EXERCISE BRIEF:
For every record that follows, transcribe the text exactly and leave any image out.

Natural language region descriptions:
•••

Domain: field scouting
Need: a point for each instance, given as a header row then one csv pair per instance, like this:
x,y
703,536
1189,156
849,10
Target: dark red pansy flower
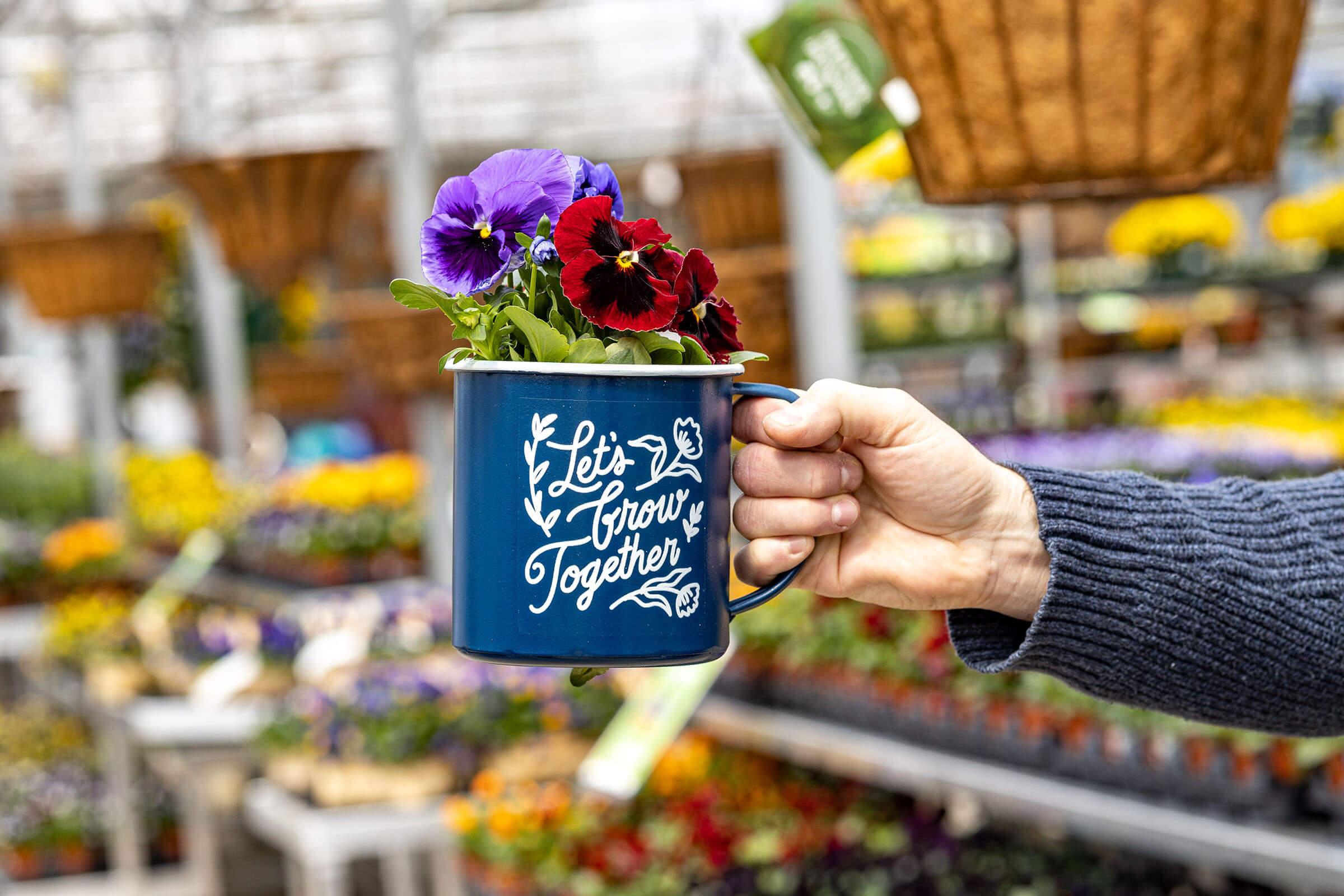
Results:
x,y
608,273
702,315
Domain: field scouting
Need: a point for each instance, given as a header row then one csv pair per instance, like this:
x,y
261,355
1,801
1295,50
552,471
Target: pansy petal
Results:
x,y
518,207
459,198
664,262
642,233
623,297
596,180
588,225
714,325
603,179
696,281
543,167
456,258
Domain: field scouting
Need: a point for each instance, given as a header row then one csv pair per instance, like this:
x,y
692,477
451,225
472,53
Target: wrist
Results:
x,y
1019,564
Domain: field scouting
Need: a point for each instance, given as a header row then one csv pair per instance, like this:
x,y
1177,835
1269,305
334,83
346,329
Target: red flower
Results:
x,y
702,315
608,273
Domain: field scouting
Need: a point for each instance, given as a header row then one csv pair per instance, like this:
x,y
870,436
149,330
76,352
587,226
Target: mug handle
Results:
x,y
784,580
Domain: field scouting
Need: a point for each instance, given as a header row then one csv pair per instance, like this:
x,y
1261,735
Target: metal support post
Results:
x,y
1040,401
823,293
432,438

•••

SOLUTION TO THE PROBLEM:
Domain: field scouting
Need: a point for each instance, given as a header row then one csv pair per instance, like this:
x,y
703,536
1189,156
849,10
Target: dark red pansy flower
Results:
x,y
608,273
702,315
Domain: field scouting
Need: a point for each instance, given as a header row then one csv pair per instance, like this:
x,y
261,355
1,801
1295,50
552,471
Target: pansy petal
Results:
x,y
518,207
459,198
664,262
642,233
623,297
596,180
588,225
714,325
603,179
696,281
543,167
456,258
Domain: field scouting
Need: a point for each instance, given as a header row then one csv pair per instance, like this:
x,y
692,477
451,225
472,53
Target: wrist
Results:
x,y
1019,564
Domain: field scouting
Need: a point for each instance, given as a header row then one csv pair per instance, like this:
x,y
1177,835
1269,305
334,83
346,329
Target: red flower
Results:
x,y
702,315
608,273
Domain: field scouting
Need: a point for each instance, given as a header row then one csv pair per instance, like this:
x,y
870,436
149,330
76,352
587,226
Target: mug handle
Results:
x,y
784,580
Domain: field scouting
Need: a point for each instance, given as a header row then one csv pair per instance, like this:
x,y
1261,735
Target: metal support post
Results:
x,y
1040,401
823,293
432,438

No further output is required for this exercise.